**REQUIRED WORK**
(1) What does oldasrocks say he uses to find buried water lines in the well witching thread?
(2) Continue the well witching thread past the last post shown.

**EXTRACTED TEXT**
########################################
# Well Witching



## sickscent (Dec 16, 2013)

We are considering a 38 acre parcel in Philadelphia, TN. The tracts around it all have wells (average 300 feet deep). The adjacent farmer is still pulling water from a 70 year old well that has been used to maintain his home and a dairy farm. 

In speaking with locals, they have suggested a well witch to locate the best source of water for the well. That being said, the "local well witch" passed away and no one can recommend anyone.

Has anyone had experience with well witching? Can anyone recommend someone in East Tennessee?

Thank you!!


----------



## Gray Wolf (Jan 25, 2013)

We found a witch by asking around like you are doing and also had the well driller do it. They both picked spots within 30' of each other. Our well is 560' deep. That's not too bad around here.


----------



## deaconjim (Oct 31, 2005)

You can probably do it yourself. I've done it, and all three kids did as well.


----------



## motdaugrnds (Jul 3, 2002)

Test your skills! Get a metal clothes hanger, cut it into 2 pieces with a handle on each. Take those and overlap them as you point them in front of you and walk over your place. Doesn't hurt to try.


----------



## bignugly (Jul 13, 2011)

My aunt and uncle owned a water drilling well company and she would find it and he would drill. She never missed!


----------



## MO_cows (Aug 14, 2010)

I was skeptical about "witching for water"...until I tried it. Don't know how it works, and it apparently doesn't work for everybody, but when I walked over a water line, those wires crossed all by themselves. The trick would be, to get somebody who has the experience and finesse to translate what they are sensing into the best site for the well. The well driller might very well have a water witch on the payroll.


----------



## MichaelZ (May 21, 2013)

It is a form of divination. As a Christian, this is not something I would have any part of. See http://rcg.org/questions/p204.a.html


----------



## deaconjim (Oct 31, 2005)

MichaelZ said:


> It is a form of divination. As a Christian, this is not something I would have any part of. See http://rcg.org/questions/p204.a.html


I suspect there is more science behind it than divination. As a Christian myeself, I would not be inclined to practice any sort of divination. I have however, used this method to find water, and I most certainly did not appeal to anything power other than God's creation in the effort.


----------



## Breezy833 (Jun 17, 2013)

fooey


----------



## Gray Wolf (Jan 25, 2013)

My dad could do it with buried irrigation lines on our farm and other places when he was called on to do it. He used coat hangers and tried to teach me to do it but I never could. He'd be surprised to hear he was not a Christian.


----------



## oldasrocks (Oct 27, 2006)

I've never looked for a place to drill a well but I can find buried water lines, I use brass welding rods. Workign a job in Iowa once I saw them dig in several places looking for a county water line. I walked out there and marked where it was for them. It was 30 yards from where they were digging and didn't believe me for a couple more digs. Then they dug where I marked and found it. This type of thing has happened several times.
########################################
**ENTRIES**
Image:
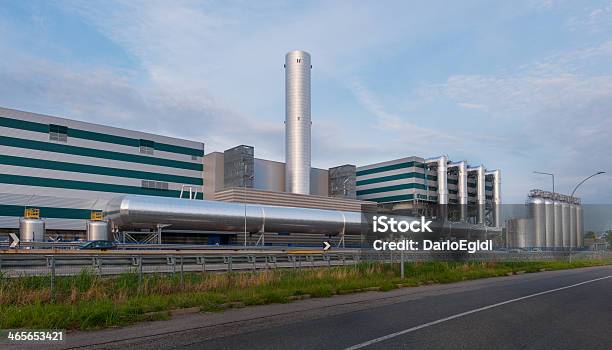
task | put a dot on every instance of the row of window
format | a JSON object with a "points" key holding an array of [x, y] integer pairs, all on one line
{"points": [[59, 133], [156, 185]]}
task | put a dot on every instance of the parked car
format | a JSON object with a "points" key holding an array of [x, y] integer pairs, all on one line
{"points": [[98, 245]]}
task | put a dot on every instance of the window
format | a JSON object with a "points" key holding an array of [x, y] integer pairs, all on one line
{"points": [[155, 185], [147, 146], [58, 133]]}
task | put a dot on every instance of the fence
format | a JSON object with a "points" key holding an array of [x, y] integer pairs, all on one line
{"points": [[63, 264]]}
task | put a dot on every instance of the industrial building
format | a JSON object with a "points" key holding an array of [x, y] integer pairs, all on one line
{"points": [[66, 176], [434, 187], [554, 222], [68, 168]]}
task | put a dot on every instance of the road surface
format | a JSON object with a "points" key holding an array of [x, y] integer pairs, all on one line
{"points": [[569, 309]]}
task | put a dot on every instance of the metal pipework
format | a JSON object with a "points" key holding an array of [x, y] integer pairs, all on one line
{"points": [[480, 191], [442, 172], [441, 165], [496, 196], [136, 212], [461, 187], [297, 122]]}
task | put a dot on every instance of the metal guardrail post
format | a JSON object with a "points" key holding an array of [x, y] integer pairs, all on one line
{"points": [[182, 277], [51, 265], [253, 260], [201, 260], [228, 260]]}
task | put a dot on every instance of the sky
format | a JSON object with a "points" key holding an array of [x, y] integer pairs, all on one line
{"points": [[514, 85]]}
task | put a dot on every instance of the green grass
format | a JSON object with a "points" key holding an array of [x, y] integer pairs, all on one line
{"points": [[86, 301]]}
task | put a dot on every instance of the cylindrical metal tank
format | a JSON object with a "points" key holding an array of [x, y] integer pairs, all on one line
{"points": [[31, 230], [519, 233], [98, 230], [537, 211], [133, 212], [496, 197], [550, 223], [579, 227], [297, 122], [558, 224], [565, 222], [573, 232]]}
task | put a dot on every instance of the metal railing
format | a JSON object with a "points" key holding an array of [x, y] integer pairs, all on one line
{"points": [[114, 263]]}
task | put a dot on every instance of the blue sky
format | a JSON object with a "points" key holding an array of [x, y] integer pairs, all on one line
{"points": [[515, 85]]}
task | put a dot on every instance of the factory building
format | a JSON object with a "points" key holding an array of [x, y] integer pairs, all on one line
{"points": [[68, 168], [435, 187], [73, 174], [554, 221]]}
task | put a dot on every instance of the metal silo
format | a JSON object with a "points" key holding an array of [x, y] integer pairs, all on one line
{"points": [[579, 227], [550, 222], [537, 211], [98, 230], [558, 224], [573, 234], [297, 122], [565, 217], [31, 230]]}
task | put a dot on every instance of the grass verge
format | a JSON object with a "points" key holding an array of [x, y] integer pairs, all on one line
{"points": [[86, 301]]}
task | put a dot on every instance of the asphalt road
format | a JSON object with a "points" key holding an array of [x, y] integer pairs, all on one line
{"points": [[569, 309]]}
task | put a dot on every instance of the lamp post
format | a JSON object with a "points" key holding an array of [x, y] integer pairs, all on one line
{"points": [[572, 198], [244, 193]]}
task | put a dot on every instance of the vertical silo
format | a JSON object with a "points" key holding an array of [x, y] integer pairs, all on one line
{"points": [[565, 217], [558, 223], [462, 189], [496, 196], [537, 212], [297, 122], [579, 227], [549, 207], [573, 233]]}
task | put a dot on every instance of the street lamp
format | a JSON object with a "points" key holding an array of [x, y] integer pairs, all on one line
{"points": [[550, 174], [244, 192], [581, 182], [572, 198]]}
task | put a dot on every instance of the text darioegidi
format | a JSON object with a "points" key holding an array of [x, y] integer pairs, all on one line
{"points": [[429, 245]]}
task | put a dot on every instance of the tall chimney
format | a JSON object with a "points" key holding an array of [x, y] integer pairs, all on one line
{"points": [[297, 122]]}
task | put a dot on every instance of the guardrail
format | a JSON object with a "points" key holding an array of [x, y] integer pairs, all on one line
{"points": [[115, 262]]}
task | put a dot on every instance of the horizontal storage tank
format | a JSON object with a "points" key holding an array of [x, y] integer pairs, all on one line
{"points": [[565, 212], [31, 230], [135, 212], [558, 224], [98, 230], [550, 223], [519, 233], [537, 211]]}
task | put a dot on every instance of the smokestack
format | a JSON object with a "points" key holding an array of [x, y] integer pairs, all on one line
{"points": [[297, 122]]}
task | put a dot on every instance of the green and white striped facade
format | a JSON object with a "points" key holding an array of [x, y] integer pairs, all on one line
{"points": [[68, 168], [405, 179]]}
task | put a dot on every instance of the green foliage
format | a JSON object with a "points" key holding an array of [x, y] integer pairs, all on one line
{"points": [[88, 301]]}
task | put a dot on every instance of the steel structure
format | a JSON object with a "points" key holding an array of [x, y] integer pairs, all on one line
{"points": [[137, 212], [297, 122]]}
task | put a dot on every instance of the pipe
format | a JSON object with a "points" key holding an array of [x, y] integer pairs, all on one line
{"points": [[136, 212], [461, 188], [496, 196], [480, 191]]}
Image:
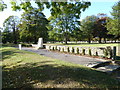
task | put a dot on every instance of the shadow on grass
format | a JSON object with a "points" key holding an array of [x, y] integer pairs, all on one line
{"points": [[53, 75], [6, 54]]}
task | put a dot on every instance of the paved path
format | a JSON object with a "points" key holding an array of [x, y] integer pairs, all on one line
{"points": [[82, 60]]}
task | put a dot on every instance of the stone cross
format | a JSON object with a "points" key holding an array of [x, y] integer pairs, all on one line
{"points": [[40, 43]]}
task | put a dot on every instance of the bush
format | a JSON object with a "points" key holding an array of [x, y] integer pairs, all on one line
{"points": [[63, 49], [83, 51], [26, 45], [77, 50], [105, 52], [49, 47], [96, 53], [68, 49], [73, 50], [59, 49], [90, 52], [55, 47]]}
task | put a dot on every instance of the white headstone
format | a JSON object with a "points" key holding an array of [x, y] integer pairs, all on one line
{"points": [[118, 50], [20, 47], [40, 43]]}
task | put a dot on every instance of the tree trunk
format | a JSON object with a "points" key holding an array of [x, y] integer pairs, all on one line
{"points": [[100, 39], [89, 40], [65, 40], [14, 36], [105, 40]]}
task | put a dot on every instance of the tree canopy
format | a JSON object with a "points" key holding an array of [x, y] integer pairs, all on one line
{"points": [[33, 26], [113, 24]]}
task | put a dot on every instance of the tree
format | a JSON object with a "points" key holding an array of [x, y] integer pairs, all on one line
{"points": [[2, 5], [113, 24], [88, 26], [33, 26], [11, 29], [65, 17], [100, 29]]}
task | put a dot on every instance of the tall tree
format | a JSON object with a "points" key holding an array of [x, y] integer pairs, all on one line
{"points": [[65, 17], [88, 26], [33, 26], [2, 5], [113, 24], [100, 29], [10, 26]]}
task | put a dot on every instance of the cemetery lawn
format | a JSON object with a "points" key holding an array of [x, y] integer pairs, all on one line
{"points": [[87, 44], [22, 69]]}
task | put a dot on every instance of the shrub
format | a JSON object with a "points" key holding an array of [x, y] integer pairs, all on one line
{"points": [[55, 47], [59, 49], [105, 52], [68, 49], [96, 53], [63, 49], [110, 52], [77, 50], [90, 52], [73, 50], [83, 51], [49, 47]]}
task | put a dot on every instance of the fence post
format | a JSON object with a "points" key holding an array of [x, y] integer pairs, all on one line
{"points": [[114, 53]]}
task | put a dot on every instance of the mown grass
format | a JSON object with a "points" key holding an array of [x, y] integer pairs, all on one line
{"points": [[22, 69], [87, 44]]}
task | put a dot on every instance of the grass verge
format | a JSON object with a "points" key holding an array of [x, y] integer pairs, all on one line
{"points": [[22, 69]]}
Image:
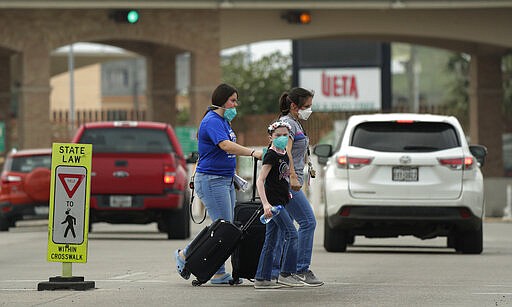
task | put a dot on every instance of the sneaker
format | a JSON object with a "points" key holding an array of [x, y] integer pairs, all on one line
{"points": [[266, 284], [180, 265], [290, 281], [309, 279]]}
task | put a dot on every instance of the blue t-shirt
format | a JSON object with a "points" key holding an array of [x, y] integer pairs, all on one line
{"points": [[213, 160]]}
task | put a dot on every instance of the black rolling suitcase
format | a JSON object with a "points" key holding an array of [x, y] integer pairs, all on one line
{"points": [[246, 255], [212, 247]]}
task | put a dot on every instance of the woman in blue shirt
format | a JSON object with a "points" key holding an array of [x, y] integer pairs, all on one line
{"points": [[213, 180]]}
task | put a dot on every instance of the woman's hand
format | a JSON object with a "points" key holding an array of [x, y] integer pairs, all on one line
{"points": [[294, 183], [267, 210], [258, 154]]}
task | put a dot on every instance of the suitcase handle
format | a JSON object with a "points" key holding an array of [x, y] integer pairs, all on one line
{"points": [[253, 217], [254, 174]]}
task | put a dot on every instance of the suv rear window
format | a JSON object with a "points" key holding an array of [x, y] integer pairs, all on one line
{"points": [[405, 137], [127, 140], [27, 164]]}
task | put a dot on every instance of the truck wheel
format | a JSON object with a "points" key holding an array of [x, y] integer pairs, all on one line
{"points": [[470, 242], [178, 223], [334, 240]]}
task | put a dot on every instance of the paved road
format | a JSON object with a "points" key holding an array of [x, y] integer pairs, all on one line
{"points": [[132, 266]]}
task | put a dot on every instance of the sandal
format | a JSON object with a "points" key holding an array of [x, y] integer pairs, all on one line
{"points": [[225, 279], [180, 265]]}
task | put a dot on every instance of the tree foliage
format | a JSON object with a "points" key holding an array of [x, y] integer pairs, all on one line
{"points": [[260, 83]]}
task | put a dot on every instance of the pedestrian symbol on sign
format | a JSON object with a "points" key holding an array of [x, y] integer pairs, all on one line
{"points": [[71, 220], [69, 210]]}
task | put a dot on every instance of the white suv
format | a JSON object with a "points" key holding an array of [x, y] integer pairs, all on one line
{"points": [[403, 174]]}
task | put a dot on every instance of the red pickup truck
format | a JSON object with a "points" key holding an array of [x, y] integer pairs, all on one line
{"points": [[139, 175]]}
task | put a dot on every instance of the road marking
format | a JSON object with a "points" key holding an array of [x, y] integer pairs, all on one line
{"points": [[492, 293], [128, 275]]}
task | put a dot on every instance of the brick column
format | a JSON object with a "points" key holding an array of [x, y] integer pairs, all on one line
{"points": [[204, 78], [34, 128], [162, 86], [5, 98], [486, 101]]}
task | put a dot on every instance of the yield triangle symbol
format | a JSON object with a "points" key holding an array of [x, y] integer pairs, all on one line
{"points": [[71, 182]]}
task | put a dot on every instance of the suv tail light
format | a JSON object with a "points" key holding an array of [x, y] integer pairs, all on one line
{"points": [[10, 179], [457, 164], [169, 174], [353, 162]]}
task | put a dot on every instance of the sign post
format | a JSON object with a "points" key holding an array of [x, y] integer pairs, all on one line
########################################
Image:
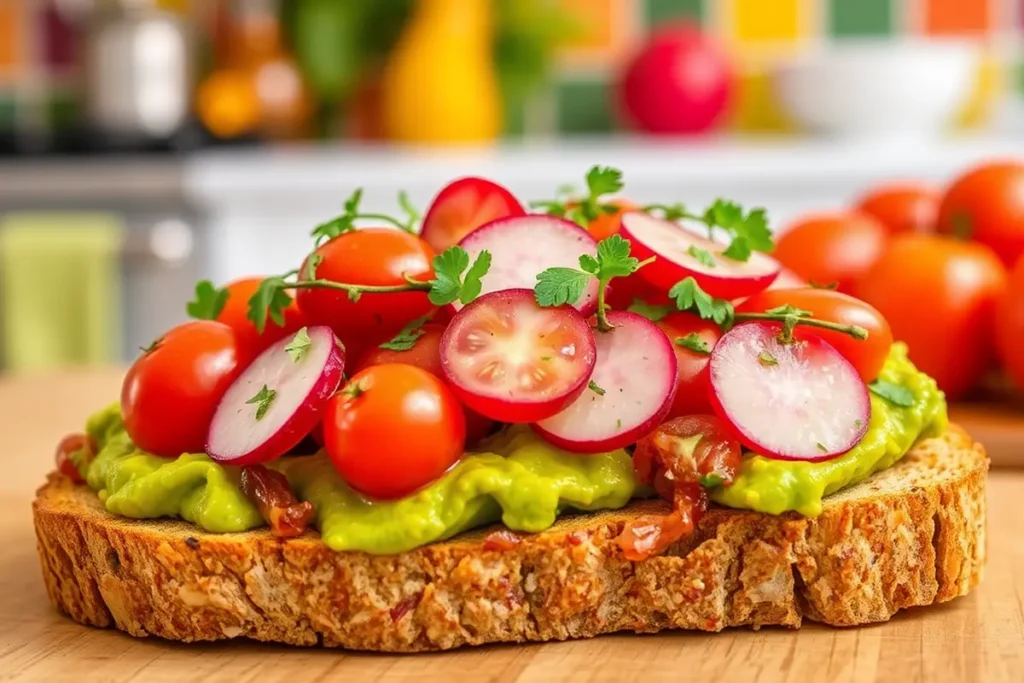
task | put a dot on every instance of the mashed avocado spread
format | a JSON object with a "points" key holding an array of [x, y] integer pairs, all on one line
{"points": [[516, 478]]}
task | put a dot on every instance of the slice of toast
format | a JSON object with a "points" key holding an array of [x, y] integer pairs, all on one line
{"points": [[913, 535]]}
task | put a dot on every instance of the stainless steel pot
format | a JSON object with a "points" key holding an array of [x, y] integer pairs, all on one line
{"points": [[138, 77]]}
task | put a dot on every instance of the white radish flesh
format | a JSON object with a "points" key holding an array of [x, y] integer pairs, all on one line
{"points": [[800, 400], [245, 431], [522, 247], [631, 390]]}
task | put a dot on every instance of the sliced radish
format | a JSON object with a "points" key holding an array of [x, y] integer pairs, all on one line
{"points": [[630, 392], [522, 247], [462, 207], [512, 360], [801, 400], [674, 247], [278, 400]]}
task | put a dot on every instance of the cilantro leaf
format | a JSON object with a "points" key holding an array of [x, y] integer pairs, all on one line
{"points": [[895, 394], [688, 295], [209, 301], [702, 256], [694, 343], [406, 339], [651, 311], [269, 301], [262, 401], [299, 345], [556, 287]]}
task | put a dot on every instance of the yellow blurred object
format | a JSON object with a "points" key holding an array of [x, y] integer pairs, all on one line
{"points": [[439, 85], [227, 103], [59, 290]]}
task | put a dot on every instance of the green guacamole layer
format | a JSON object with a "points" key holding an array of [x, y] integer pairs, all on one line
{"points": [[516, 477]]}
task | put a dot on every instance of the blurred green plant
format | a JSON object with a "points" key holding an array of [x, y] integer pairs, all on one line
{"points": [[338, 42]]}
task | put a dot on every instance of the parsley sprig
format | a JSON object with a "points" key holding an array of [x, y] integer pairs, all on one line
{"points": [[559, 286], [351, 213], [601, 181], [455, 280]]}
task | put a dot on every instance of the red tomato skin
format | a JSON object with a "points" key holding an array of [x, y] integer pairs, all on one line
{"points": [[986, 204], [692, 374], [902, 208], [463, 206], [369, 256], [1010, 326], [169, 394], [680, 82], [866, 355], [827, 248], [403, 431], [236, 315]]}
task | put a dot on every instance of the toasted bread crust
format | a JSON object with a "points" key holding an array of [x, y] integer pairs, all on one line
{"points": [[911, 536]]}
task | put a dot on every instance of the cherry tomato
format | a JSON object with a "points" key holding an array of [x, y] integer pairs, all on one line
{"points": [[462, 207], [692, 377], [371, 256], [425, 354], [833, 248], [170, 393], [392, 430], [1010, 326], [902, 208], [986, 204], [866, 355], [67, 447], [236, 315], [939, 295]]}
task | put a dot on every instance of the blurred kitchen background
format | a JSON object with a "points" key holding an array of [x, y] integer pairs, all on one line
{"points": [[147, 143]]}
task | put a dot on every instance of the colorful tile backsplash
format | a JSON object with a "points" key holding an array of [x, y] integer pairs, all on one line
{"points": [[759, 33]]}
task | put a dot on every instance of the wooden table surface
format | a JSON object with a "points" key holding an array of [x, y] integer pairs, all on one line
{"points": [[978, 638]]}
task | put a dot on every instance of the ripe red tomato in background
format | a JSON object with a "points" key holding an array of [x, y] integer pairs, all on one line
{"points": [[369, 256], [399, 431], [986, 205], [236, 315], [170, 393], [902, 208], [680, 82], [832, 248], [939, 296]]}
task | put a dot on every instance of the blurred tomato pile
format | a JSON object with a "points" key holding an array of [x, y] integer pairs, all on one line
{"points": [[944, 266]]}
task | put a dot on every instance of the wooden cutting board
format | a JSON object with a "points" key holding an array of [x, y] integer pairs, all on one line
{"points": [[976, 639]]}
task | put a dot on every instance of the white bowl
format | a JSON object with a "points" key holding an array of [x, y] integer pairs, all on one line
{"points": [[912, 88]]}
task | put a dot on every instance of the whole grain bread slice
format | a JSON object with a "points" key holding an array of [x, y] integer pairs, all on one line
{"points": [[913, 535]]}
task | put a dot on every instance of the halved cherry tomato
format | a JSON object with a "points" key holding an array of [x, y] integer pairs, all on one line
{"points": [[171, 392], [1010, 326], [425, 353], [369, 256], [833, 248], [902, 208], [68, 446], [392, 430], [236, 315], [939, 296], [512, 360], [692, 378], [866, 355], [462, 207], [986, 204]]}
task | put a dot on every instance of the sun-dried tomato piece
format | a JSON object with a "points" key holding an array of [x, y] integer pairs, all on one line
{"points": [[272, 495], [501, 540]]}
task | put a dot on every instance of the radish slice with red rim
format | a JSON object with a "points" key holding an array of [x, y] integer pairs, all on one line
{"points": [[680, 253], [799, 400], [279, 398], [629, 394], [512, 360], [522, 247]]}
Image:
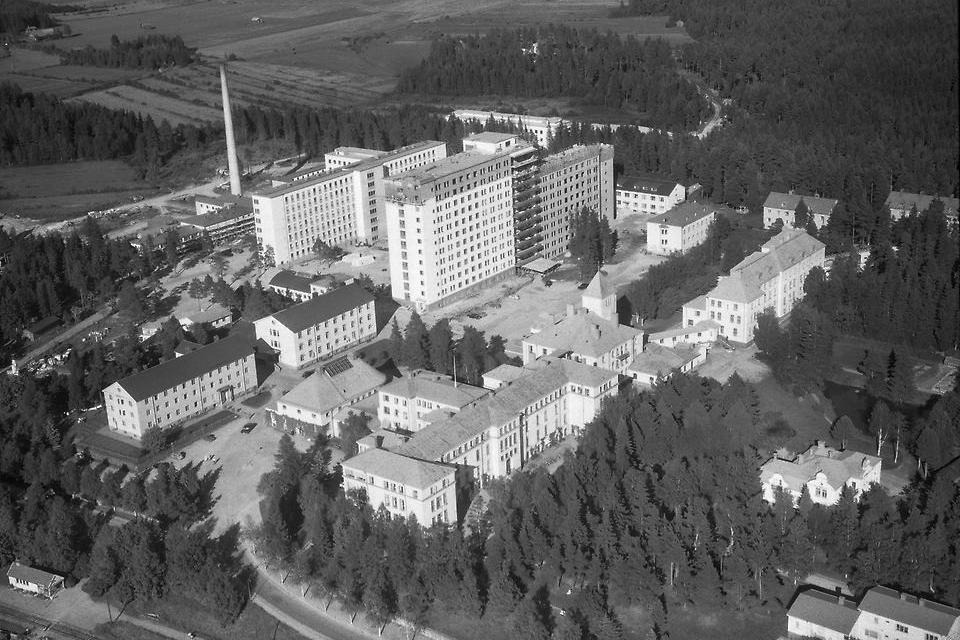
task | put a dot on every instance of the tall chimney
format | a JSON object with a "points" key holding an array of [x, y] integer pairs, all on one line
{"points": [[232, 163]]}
########################################
**OUTPUTS**
(1) Brass welding rods.

(2)
----------



## greenacresusa (Jun 20, 2005)

Most people can water witch (one time I used a peach stick in the form of a "Y" and another time two metal rods). It's knowing how to "read". How far down the water is and how much (gallons per minute). That's why when I go to have a well done in Arkansas I'll find a good water witch first


----------



## deaconjim (Oct 31, 2005)

greenacresusa said:


> Most people can water witch (one time I used a peach stick in the form of a "Y" and another time two metal rods). It's knowing how to "read". How far down the water is and how much (gallons per minute). That's why when I go to have a well done in Arkansas I'll find a good water witch first


That's the part I can't do, so someone with experience would be a lot more helpful.


----------



## roughsawn (Nov 18, 2013)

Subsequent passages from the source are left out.